*提供された本文:*
══════════
3月11日、東北地方をはじめとする東日本を襲ったマグニチュード(M)9.0の巨大地震。地震と津波による甚大な被害や原子力発電所の事故が世界の注目を集める中、地震後の日本社会の安定した社会秩序と災害に対する粘り強さが高く評価されている。震災後の日本で、社会秩序が比較的安定し、人々が落ち着いた行動を見せたのはなぜか?

災害に強いまちづくり

日本では地方自治体を中心に、防災計画をもとにした災害に強いまちづくりが進められている。医療や福祉、行政、避難、備蓄などの機能を持つ公共施設を集中させ、被災時に最低限の都市機能を維持できるエリアを設けたり、老朽化した建築物の多いエリアを防災性能を備えた防災街区として整備する事業が進んでいる。地域ごとに災害時応急活動の拠点となる施設を指定し、避難場所や避難経路を示した防災地図などで地域住民への周知が図られている。実際、住民の多くは少なくとも災害時に自分がどこに避難すればいいかを知っている。非常用食料や調理器具、給水器具などの防災用品を日頃から準備しておく自治体や企業、家庭も多い。

防災訓練で身についた避難行動

防災教育の成果も見逃せない。その代表が防災訓練だ。日本では、1923年9月1日に発生し日本災害史上最大の被害をもたらした関東大震災(M7.9)以降、発生日の9月1日が「防災の日」とされ、政府も含めた自治体、地域社会、学校、企業の多くがこの日に防災訓練を行う。

大手化粧品会社の資生堂でも、毎年「防災の日」に防災訓練を行っている。北京にある同社現地法人、資生堂(中国)研究開発中心有限公司の石舘周三総経理は、各国の責任者会議のため北京から一時帰国していて今回の大地震を体験した。会議会場となった同社研究所のある横浜の震度は5強。石舘氏は地震発生時の様子をこう振り返る。「地震が起きてすぐにテーブルの下にもぐった。揺れている最中に、出口から一番近くにいた人が出口に向かって這っていき、ドアを開けてストッパーで止めた。揺れが収まると全員が実験室に飛んで行った。ふと気づいたら、全員が備え付けの震災ヘルメットをかぶっていた」。ドアを開けるのは出口確保のため、実験室に向かうのは薬品や実験器具などの火元確認をするためだ。こうした一連の行動は毎年の防災訓練で教えられたもの。今回の地震で訓練の成果が証明された形だ。この間、各国から会議に参加していた外国人はただ呆然とするばかりだったという。
══════════
*提供されたエントリー:*
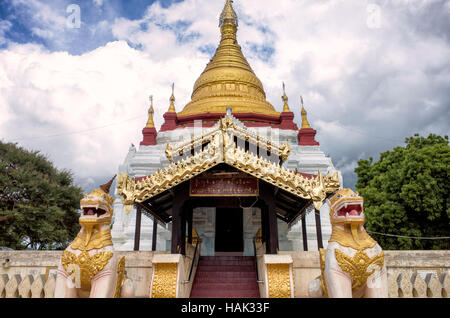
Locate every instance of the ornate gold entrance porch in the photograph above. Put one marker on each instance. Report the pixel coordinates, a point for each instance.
(227, 148)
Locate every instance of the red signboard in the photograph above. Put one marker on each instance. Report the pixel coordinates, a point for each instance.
(239, 185)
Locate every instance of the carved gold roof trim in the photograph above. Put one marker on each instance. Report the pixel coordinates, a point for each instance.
(228, 79)
(222, 149)
(231, 125)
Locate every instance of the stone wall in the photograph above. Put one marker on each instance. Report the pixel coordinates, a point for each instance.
(410, 273)
(22, 272)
══════════
*演習 1:* 本文によると、日本で「防災の日」とされているのは何月何日ですか?
*演習 2:* 本文の「3月11日、東北地方をはじめ」から「くがこの日に防災訓練を行う。」までの部分を書き写してください。
エントリーは本文とは別の資料です。

*演習結果 1:* 9月1日です。

*演習結果 2:*
3月11日、東北地方をはじめとする東日本を襲ったマグニチュード(M)9.0の巨大地震。地震と津波による甚大な被害や原子力発電所の事故が世界の注目を集める中、地震後の日本社会の安定した社会秩序と災害に対する粘り強さが高く評価されている。震災後の日本で、社会秩序が比較的安定し、人々が落ち着いた行動を見せたのはなぜか?

災害に強いまちづくり

日本では地方自治体を中心に、防災計画をもとにした災害に強いまちづくりが進められている。医療や福祉、行政、避難、備蓄などの機能を持つ公共施設を集中させ、被災時に最低限の都市機能を維持できるエリアを設けたり、老朽化した建築物の多いエリアを防災性能を備えた防災街区として整備する事業が進んでいる。地域ごとに災害時応急活動の拠点となる施設を指定し、避難場所や避難経路を示した防災地図などで地域住民への周知が図られている。実際、住民の多くは少なくとも災害時に自分がどこに避難すればいいかを知っている。非常用食料や調理器具、給水器具などの防災用品を日頃から準備しておく自治体や企業、家庭も多い。

防災訓練で身についた避難行動

防災教育の成果も見逃せない。その代表が防災訓練だ。日本では、1923年9月1日に発生し日本災害史上最大の被害をもたらした関東大震災(M7.9)以降、発生日の9月1日が「防災の日」とされ、政府も含めた自治体、地域社会、学校、企業の多くがこの日に防災訓練を行う。